> **Problem requirements**
Reproduce the lines below verbatim. Pictures are to be omitted.

> **Input data**

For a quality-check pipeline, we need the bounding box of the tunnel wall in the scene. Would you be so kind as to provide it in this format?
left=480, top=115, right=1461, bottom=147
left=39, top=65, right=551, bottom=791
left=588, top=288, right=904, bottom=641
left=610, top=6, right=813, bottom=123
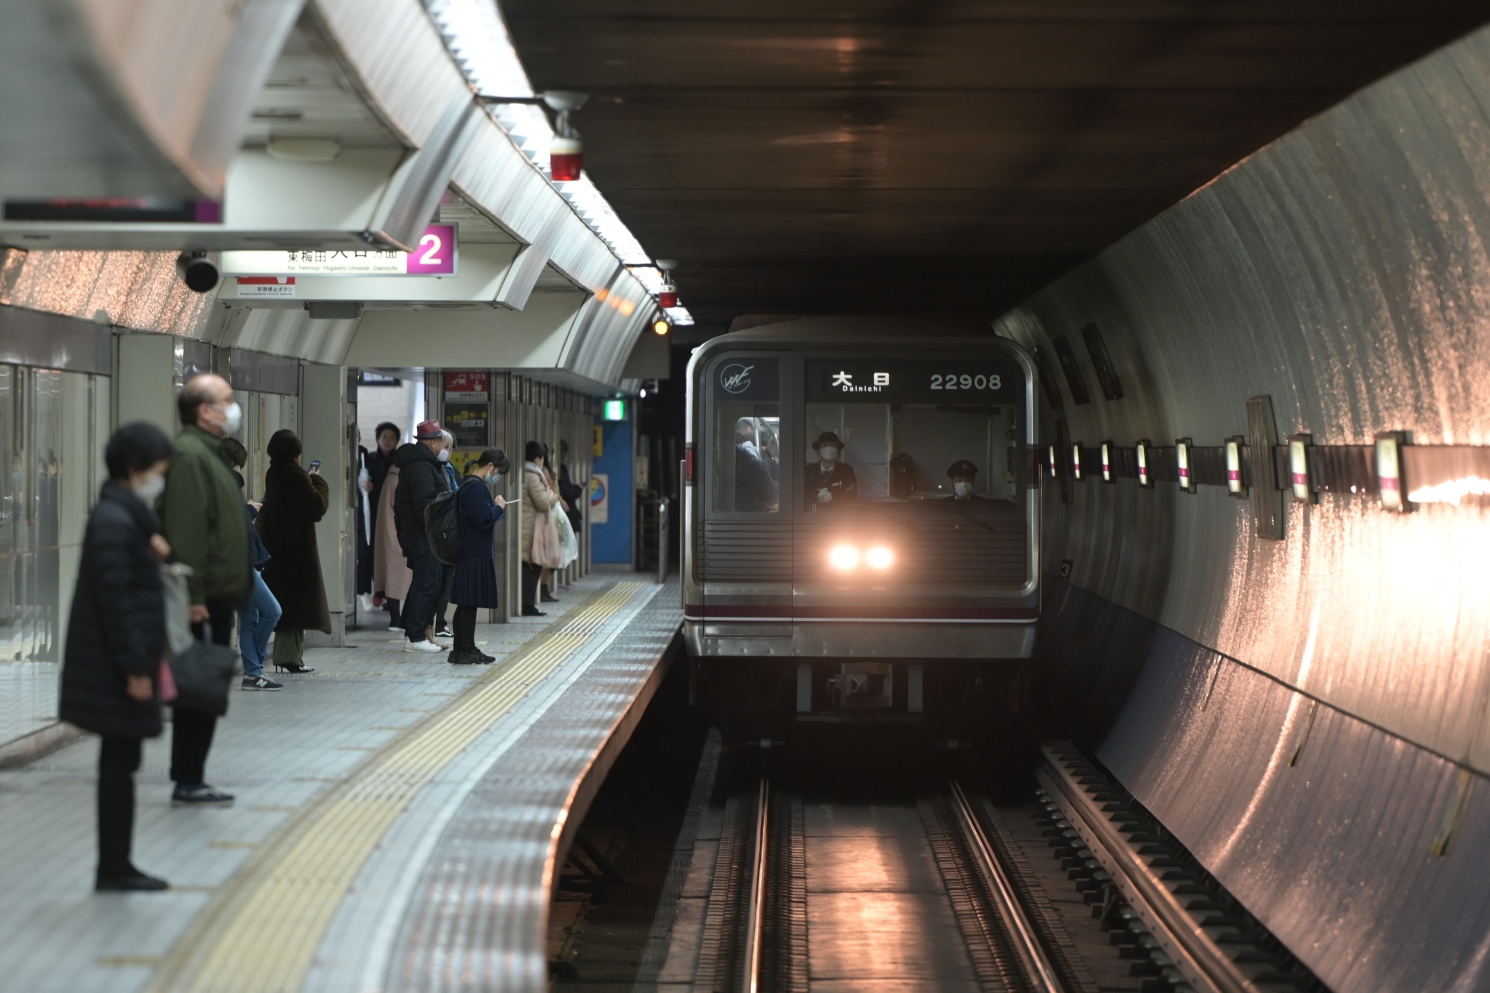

> **Exercise solution**
For a quality-check pipeline, we need the bounding box of the tunnel wall in the scene. Would you be so kind as to provide it in this format?
left=480, top=115, right=1461, bottom=147
left=39, top=65, right=551, bottom=791
left=588, top=288, right=904, bottom=641
left=610, top=6, right=813, bottom=123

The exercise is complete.